* _CHALLENGE_
Rewrite every line of the listing below with "Pick out" changed to "Mark" and nothing else altered. Leave the pictures out of your version.

Extracted data entries:
* BEGIN *

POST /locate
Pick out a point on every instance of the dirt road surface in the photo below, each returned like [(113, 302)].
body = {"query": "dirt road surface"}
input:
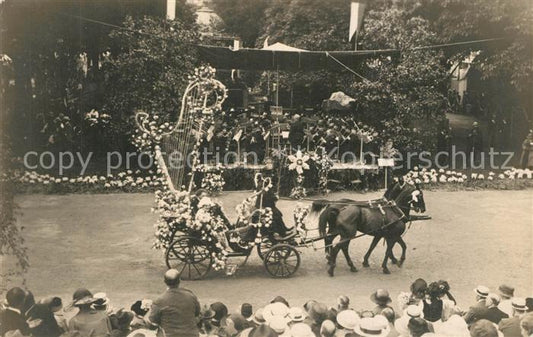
[(103, 242)]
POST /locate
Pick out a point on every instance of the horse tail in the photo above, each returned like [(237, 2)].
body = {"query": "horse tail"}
[(318, 205), (328, 218)]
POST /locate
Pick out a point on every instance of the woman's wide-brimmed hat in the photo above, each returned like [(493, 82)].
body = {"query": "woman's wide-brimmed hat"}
[(318, 312), (258, 317), (381, 296), (275, 309), (482, 291), (296, 314), (371, 327), (348, 319), (87, 300)]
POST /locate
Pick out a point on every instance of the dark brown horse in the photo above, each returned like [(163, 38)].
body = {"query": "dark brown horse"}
[(379, 218)]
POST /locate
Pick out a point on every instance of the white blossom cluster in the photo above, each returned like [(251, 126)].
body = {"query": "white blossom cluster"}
[(425, 176), (123, 180)]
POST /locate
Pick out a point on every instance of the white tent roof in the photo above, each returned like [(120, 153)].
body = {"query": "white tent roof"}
[(278, 46)]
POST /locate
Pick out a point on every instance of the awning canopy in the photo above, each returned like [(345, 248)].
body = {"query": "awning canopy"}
[(290, 60)]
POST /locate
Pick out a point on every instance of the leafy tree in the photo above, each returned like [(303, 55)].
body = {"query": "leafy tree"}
[(404, 97), (148, 65), (244, 19)]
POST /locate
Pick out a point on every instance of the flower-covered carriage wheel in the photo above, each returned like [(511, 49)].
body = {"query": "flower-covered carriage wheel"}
[(191, 256), (282, 260)]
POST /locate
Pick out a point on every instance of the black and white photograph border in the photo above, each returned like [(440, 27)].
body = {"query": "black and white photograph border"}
[(241, 168)]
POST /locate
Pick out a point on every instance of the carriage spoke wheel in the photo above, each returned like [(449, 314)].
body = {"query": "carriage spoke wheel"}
[(282, 261), (264, 247), (190, 256)]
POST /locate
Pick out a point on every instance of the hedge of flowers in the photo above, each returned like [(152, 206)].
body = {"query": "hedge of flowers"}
[(441, 176), (212, 179), (128, 181)]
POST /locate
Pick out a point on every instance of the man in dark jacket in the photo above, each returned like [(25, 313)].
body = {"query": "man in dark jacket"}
[(296, 132), (510, 327), (176, 311), (492, 313), (477, 310), (12, 318)]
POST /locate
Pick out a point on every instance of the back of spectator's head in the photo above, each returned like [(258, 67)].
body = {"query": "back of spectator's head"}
[(343, 302), (15, 297), (220, 310), (318, 312), (29, 301), (419, 286), (262, 330), (492, 300), (123, 319), (172, 278), (417, 327), (529, 304), (308, 305), (481, 292), (389, 314), (246, 310), (54, 303), (526, 324), (519, 305), (434, 291), (327, 329), (280, 299), (506, 291), (81, 293), (483, 328), (239, 322), (139, 309)]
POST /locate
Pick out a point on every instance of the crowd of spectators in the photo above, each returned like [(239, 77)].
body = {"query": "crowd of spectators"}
[(248, 130), (426, 310)]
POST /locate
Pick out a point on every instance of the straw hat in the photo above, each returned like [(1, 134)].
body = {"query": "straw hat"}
[(482, 291), (371, 327), (296, 314), (301, 330), (275, 309), (348, 319), (381, 296)]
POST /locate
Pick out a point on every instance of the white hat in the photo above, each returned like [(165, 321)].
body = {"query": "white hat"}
[(371, 327), (414, 311), (301, 330), (519, 303), (482, 291), (348, 319), (296, 314), (145, 332), (278, 324), (455, 326), (275, 309)]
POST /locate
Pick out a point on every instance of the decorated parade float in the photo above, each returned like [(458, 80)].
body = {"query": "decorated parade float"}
[(192, 228)]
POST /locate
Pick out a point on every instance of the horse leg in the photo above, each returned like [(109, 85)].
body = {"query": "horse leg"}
[(370, 249), (345, 246), (388, 253), (404, 248), (393, 259), (333, 259), (328, 240)]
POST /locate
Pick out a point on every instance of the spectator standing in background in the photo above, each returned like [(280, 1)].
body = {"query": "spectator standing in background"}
[(12, 317), (176, 311), (296, 132), (510, 327)]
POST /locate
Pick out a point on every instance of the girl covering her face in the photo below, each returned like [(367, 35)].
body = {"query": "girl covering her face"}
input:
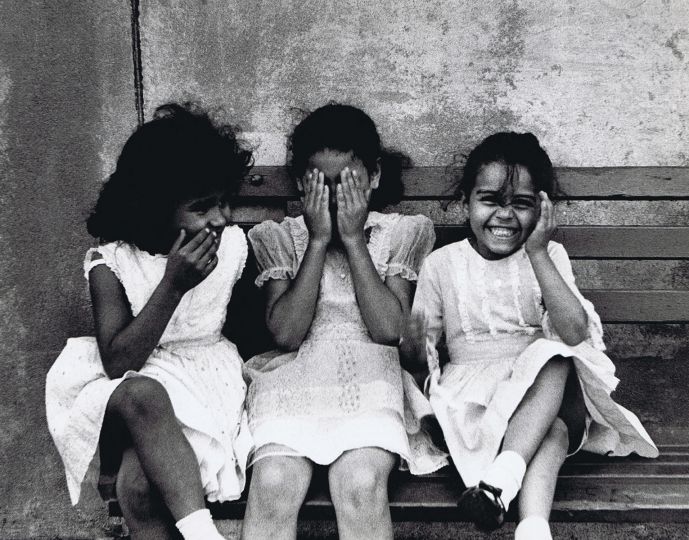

* END *

* _OUTPUT OF THE EXERCISE_
POST /locate
Mark a point on every instance of the dirt road surface in the photo below, each returned like [(113, 302)].
body = {"query": "dirt road surface"}
input:
[(103, 242)]
POST /locate
Mark a point on every instance of the horse tail in the photo above, each returned like [(237, 2)].
body = {"query": "horse tail"}
[(318, 205), (328, 218)]
POST /locate
Mark a point on every instance of the woman's wide-brimmed hat in the photo above, each returned like [(493, 82)].
body = {"query": "woman's wide-brimmed hat"}
[(318, 312), (258, 317), (381, 296), (275, 309), (482, 291), (296, 314), (371, 327), (348, 319), (87, 300)]
POST /locate
Mark a point on every instance of the dark brown horse in the photo above, each returned like [(163, 38)].
body = {"query": "dark brown horse"}
[(379, 218)]
POST /locate
Mark a point on every instance of the white blossom cluster in the photo above, each returned like [(251, 126)].
body = {"query": "white blossom cluster"}
[(425, 176), (123, 180)]
POST /locate
Mark a point on every instance of the white tent roof in the photo above, each returned like [(120, 153)].
body = {"query": "white tent roof"}
[(278, 46)]
POST /locate
Mark a point on every instance of the awning canopy in the photo above, each returned like [(345, 248)].
body = {"query": "awning canopy"}
[(290, 60)]
POST /locate
Mark a point on every instance of the leafy tree in the photo above, each returned like [(303, 55)].
body = {"query": "leafy tree"}
[(404, 97), (148, 65), (244, 19)]
POST /locate
Mark a point on every instance of the flower-covered carriage wheel in the photo above, each returned like [(511, 49)].
body = {"query": "flower-covered carriage wheel"}
[(191, 256), (282, 260)]
POST /locate
Mark a point on every instance of the black and white photograph border in the photo above, each returned like [(440, 27)].
body = {"query": "black and white photograph border"}
[(241, 168)]
POST /locate
Mark a point on every instance of the carriage spoke wheel in the photo above, each returned like [(449, 314)].
body = {"query": "carriage spoke wheel"}
[(282, 261), (264, 247), (190, 256)]
POST /locate
Mark a point on every instance of the hedge of flowers in the photo above, each returned like [(152, 206)].
body = {"query": "hedge of flowers"}
[(441, 176), (212, 179), (128, 181)]
POST /locate
Mark a point on every instance of the man in dark jacket in the photo above, each returned like [(25, 313)].
body = {"query": "man in dark jacket"}
[(296, 132), (510, 327), (176, 311), (492, 313), (477, 310), (12, 318)]
POST /locate
Mark a point on every instance of the back of spectator's head in the photo above, each returned like [(258, 67)].
body = {"query": "back of spectator's head"}
[(343, 302), (15, 297), (220, 310), (318, 312), (29, 301), (419, 286), (262, 330), (492, 300), (123, 319), (172, 278), (417, 327), (529, 304), (308, 305), (481, 292), (389, 314), (246, 310), (54, 303), (526, 324), (519, 305), (434, 291), (327, 329), (280, 299), (506, 291), (81, 293), (483, 328), (239, 322), (139, 309)]
POST /locate
Mark a point on every instance of the crowd of spectators in the photo above, each returned like [(239, 77)].
body = {"query": "crowd of spectators"}
[(248, 130), (426, 310)]
POST /locate
Mark a point on every instance of the straw hat in the photo above, each returned like [(1, 134)].
body = {"query": "straw hat"}
[(482, 291), (371, 327), (296, 314), (301, 330), (275, 309), (348, 319), (381, 296)]
POST /locate
Mark a point on every instance of the white hat in the photo above, each returned like [(165, 321)].
body = {"query": "white hat"}
[(371, 327), (414, 311), (301, 330), (519, 303), (482, 291), (348, 319), (296, 314), (145, 332), (278, 324), (455, 326), (275, 309)]
POST /locate
Mark a point on every instance of the decorated parade float in the photo above, each returned like [(458, 80)].
body = {"query": "decorated parade float"}
[(192, 228)]
POST /locate
Mark a point on every instance of the horse leg in the photo above, each returned like [(109, 85)].
body = {"query": "horse leg"}
[(370, 249), (345, 246), (388, 253), (404, 248), (393, 259), (333, 259), (328, 240)]
POST /locate
Mark a point on every instance of the spectator standing in background in the photo above, each returned like [(280, 1)].
body = {"query": "spectator standing in background"}
[(12, 317), (176, 311), (296, 132), (510, 327)]
POST /locate
Mark a point on every instance of the girl covering her face in the photo below, each returned like [(367, 35)].
body = {"query": "girl covering her face"}
input:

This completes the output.